▶ **Requirement**:
Every line from the one with "of the ground" to the end of the entries, both included, is to be copied exactly; the other lines stay out.

[Available records]

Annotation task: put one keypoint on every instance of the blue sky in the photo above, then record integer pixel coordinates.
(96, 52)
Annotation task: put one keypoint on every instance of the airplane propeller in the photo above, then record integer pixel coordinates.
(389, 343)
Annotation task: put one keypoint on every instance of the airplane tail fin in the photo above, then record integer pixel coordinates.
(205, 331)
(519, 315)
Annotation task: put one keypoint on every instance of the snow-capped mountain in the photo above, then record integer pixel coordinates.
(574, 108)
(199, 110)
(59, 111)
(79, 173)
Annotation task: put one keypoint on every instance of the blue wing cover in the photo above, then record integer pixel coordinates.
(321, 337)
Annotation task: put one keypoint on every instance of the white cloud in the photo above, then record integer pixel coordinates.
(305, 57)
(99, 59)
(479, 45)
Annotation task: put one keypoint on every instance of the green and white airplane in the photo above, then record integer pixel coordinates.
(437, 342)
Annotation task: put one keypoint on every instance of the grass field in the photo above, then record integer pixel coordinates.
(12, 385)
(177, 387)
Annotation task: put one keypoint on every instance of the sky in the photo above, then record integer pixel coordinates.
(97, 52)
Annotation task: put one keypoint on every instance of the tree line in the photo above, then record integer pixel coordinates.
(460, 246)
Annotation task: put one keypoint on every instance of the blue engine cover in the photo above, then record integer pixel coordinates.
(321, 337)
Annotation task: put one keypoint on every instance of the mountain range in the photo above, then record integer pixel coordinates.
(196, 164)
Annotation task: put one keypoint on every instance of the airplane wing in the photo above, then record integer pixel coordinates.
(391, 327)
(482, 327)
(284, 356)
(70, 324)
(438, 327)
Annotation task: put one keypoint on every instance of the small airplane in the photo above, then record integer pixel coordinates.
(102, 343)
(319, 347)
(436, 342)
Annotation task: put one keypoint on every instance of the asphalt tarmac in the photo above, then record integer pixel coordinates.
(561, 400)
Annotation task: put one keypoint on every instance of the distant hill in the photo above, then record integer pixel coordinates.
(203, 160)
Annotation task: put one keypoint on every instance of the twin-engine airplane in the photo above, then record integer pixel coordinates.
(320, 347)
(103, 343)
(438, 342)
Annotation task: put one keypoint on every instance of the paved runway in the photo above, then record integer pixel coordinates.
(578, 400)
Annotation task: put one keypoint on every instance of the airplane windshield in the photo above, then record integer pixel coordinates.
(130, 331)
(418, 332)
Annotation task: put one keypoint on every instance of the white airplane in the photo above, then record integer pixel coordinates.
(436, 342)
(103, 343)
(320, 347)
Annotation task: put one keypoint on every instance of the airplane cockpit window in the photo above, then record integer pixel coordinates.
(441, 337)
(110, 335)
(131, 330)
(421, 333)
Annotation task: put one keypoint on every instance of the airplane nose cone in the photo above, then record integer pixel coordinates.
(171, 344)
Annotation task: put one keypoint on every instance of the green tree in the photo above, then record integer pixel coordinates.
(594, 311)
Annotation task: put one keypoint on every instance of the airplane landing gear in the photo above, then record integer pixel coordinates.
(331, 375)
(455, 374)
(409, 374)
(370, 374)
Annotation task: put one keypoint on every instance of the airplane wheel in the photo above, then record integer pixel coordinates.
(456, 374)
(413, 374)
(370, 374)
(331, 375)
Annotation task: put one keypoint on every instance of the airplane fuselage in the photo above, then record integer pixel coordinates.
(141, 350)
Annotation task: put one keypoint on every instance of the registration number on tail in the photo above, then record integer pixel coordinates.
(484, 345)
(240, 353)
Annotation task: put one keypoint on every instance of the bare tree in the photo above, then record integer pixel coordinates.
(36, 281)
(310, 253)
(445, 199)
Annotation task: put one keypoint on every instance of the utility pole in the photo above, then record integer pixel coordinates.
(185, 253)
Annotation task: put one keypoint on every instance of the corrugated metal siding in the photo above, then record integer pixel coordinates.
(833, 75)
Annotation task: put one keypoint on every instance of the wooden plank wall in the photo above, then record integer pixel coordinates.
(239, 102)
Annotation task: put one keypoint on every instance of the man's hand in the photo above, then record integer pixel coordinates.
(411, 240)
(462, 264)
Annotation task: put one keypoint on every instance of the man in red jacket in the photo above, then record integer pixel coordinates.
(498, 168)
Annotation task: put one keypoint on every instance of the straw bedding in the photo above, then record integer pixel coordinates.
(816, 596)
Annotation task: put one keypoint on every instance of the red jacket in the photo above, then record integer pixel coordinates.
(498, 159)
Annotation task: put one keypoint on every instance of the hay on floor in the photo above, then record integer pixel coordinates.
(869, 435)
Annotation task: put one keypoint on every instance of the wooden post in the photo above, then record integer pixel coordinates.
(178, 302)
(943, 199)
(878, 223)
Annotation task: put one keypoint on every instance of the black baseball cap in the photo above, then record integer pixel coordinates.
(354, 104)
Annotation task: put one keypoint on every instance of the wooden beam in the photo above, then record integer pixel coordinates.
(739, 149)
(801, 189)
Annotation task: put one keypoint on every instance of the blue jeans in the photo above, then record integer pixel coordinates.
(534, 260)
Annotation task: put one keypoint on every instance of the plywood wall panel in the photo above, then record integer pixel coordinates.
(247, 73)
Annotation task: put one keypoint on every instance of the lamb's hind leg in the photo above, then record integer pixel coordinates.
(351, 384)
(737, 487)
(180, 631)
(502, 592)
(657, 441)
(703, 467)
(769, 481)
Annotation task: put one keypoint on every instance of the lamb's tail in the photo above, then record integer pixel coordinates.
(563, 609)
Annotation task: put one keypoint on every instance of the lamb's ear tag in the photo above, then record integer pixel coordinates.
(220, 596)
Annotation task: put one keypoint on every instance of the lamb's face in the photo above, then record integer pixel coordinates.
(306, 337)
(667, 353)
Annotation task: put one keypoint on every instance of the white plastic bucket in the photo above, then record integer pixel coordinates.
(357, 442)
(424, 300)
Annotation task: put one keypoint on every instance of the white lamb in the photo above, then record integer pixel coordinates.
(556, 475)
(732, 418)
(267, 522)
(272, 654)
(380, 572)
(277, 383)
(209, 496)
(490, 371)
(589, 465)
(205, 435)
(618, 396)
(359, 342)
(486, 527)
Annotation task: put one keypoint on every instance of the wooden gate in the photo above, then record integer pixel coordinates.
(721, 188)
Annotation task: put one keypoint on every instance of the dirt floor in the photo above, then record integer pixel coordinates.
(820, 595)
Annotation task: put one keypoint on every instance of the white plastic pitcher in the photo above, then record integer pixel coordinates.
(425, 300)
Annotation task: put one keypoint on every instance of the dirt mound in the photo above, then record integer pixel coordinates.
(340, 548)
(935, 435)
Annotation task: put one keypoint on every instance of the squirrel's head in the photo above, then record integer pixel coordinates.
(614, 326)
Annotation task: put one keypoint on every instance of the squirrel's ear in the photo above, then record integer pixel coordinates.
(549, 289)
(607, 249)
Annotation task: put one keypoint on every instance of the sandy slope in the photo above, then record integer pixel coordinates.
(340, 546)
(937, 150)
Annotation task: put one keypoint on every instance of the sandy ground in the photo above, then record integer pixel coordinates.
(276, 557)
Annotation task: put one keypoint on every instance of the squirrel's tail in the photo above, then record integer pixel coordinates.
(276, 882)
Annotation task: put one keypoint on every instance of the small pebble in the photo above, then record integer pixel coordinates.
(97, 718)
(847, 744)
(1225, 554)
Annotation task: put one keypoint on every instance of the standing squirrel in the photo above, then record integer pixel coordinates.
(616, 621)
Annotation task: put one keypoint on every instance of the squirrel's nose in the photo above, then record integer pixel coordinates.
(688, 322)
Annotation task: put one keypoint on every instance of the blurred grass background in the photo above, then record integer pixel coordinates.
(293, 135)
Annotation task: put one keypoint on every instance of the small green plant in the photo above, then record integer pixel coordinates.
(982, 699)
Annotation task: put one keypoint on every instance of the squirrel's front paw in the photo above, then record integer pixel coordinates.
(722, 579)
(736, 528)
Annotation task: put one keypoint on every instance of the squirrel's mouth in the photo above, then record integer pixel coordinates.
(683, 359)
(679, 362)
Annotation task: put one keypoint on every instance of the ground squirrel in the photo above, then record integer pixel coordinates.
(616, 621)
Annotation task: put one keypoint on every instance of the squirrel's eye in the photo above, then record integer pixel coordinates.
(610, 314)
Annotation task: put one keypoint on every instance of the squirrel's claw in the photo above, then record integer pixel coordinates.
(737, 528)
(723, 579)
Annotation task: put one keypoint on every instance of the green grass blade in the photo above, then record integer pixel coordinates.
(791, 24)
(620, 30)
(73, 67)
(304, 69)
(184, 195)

[/Available records]

▶ **Answer box**:
Annotation task: put one keypoint on every instance of the ground squirrel in the photo above, then record integer pixel coordinates.
(616, 621)
Annotation task: put one keypoint on every instance of the squirrel's eye in the photo above, then record integer pixel coordinates.
(610, 314)
Annotation task: put one keypoint on every instance of the squirrel's claw in the photo above, then record integer pixel coordinates.
(737, 528)
(723, 579)
Annotation task: put one keypoint on every instance of the green grass blade in the photo above, then record integer pixel coordinates.
(791, 24)
(620, 30)
(73, 67)
(304, 69)
(184, 195)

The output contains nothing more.